_Challenges:_
- A) Reproduce the passage below on Iran and the Security Council sanctions, copying it word for word between "CHALLENGES FOR U.S." and "Security Council demands.", inclusive.
- B) Pick up the passage below on Iran and the Security Council sanctions after its last sentence and continue it.

══ Passage to read

In November 2013, following the adoption of the JPOA, Zarif echoed Rouhani’s earlier sentiments and characterized the Security Council sanctions as “illegal, unreasonable, and cruel.” He noted further that “we have always said that referring Iran’s dossier to the Security Council was illegal.” Seeking to implicate the United States, he noted it was “a political move masked under a legal basis.”

Assuming Momtaz and the newly appointed legal advisory team share these longstanding claims about the Security Council resolutions’ illegitimacy, questions will naturally arise regarding the team’s approach to satisfying the JPOA’s requirement for Iran to, “among other things, [address] the UN Security Council resolutions, with a view toward bringing to a satisfactory conclusion the UN Security Council’s consideration of this matter.”

CHALLENGES FOR U.S. POLICYMAKERS

Given this context, the P5+1 faces two broad challenges as it seeks to secure Iranian compliance with Security Council demands.

════
══ Data rows

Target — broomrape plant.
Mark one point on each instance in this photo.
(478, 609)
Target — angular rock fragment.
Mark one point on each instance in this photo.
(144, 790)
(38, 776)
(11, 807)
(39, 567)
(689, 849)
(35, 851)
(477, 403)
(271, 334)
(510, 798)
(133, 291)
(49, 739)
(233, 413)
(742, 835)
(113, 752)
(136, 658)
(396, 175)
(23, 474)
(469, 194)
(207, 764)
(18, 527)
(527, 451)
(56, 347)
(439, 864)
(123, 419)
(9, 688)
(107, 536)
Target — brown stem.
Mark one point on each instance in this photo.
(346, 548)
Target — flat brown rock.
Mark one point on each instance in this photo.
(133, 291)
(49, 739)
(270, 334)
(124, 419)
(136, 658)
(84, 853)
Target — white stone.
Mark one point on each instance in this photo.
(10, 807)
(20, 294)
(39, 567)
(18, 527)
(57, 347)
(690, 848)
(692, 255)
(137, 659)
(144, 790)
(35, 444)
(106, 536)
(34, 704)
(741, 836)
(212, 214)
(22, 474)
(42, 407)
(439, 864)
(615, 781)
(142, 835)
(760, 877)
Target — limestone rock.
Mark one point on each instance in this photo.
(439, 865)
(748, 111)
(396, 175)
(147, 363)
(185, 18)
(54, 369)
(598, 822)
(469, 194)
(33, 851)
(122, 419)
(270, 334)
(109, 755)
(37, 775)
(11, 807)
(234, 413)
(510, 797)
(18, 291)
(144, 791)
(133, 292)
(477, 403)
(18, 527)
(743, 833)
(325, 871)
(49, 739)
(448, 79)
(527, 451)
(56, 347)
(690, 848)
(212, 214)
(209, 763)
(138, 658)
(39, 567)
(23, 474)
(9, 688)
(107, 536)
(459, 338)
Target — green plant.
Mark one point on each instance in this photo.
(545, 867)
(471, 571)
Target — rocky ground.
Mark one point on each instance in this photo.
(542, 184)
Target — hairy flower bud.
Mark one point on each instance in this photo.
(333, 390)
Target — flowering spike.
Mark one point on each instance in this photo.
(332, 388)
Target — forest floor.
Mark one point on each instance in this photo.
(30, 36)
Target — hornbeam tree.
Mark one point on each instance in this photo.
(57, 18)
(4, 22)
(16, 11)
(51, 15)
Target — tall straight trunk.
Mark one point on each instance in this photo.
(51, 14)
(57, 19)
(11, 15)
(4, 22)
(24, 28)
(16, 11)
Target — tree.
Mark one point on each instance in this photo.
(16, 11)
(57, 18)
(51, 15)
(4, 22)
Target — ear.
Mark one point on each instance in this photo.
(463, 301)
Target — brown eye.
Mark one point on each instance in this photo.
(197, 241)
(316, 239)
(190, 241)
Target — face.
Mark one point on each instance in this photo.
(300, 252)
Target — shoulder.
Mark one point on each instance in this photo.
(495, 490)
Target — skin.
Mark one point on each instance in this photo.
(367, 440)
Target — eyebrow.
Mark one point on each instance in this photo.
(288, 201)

════
══ Data rows

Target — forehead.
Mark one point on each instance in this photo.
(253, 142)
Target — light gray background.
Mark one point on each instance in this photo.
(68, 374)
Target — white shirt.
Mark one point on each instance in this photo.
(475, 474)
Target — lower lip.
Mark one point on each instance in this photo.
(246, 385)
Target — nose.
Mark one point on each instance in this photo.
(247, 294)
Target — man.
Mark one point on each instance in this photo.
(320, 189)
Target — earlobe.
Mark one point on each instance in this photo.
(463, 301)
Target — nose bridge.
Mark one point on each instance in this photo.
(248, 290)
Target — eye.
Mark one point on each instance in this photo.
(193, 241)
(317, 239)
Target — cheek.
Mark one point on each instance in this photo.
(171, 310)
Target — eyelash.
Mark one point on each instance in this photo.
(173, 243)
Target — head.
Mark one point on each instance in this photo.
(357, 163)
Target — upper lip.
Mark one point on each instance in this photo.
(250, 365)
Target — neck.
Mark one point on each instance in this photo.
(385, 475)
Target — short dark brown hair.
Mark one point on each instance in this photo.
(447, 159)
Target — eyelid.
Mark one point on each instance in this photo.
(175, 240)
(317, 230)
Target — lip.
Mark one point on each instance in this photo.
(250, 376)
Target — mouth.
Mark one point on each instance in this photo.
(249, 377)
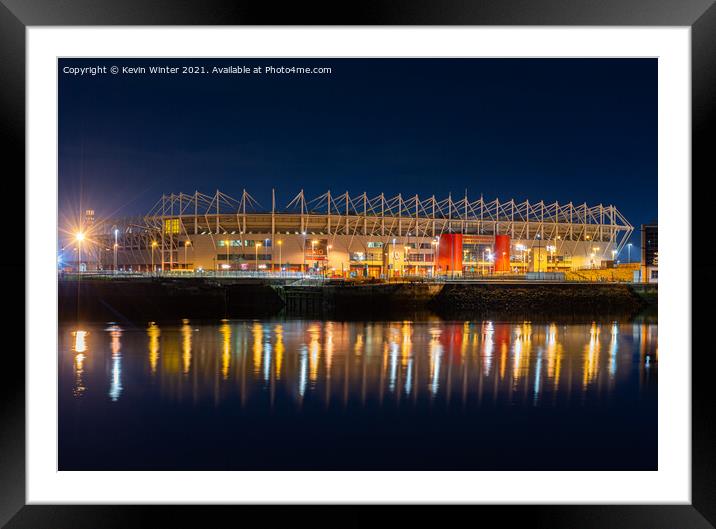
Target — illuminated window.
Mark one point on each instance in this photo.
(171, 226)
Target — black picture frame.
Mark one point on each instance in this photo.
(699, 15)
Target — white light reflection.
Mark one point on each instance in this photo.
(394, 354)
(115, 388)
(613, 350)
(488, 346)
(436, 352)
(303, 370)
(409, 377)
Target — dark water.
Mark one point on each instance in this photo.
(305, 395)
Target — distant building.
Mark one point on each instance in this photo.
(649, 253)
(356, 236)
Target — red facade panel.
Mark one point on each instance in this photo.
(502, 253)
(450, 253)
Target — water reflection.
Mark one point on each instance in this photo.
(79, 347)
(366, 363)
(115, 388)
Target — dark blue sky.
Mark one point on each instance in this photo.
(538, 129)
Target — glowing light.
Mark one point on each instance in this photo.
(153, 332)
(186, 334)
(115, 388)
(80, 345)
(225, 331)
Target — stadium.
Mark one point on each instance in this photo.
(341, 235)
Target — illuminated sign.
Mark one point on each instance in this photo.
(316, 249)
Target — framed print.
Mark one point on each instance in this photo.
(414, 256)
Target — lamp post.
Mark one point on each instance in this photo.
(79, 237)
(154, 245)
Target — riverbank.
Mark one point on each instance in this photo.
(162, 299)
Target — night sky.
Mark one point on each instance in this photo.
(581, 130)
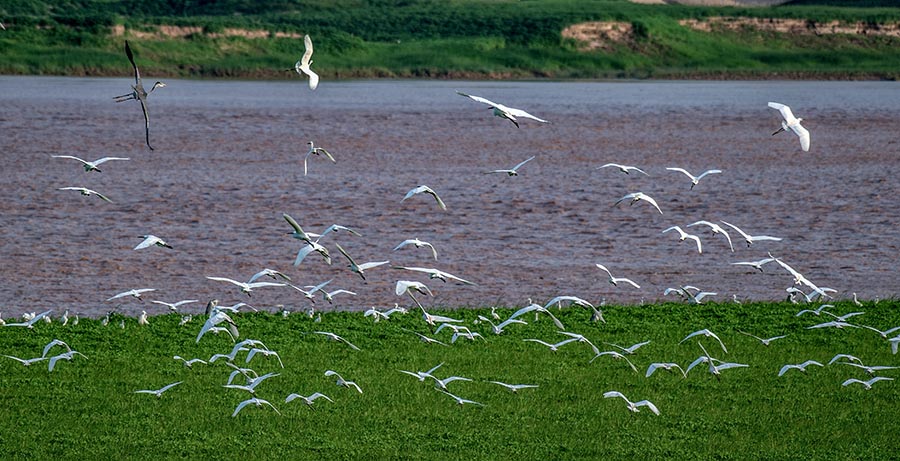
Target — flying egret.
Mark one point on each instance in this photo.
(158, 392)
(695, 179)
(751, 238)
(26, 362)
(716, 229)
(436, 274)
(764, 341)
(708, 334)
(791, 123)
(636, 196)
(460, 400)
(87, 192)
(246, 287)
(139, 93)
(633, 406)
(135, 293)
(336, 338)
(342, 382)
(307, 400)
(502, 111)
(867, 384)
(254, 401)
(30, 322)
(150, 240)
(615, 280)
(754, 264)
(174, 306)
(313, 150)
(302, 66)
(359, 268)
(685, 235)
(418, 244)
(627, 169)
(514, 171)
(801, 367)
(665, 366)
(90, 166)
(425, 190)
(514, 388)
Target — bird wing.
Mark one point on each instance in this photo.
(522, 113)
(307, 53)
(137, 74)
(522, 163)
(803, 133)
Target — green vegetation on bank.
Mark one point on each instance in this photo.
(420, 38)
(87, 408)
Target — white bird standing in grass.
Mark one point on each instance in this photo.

════

_Answers to the exercises:_
- A)
CHALLENGES FOR U.S. POLICYMAKERS

Given this context, the P5+1 faces two broad challenges as it seeks to secure Iranian compliance with Security Council demands.

- B)
The first is whether the Iranians — as they seek the “return” of their nuclear file from the Security Council’s agenda back to the IAEA’s purview — will premise their engagement on the illegitimacy of the Security Council resolutions. As expressed by one Iranian academic who has written extensively on nuclear negotiations, seeking to engage Western concerns would “practically be tantamount to recognizing the resolutions as an international phenomenon” and “entering into the issue of the resolutions will not be very different from recognizing their legitimacy.” And if the Iranians do seek compromise on premises they consider illegitimate, their sense of “respect” and “dignity” could be violated in the process. Momtaz’s record of tenacious advocacy for Iran’s legal stances suggests he would insist that any final agreement not endorse the Security Council’s authority to take positions to which Iran has objected. These challenges in recognizing the Security Council resolutions passed against Iran are compounded by statements by prominent Iranian parliamentarians, including National Security and Foreign Policy Committee chairman Alaeddin Boroujerdi, asserting that resolving the resolutions is a prerequisite for the Iranian parliament’s ratification of the IAEA’s Additional Protocol. “As long as Iran’s nuclear dossier is on the UN Security Council agenda, discussing the implementation of the additional protocol is not possible,” Boroujerdi has said.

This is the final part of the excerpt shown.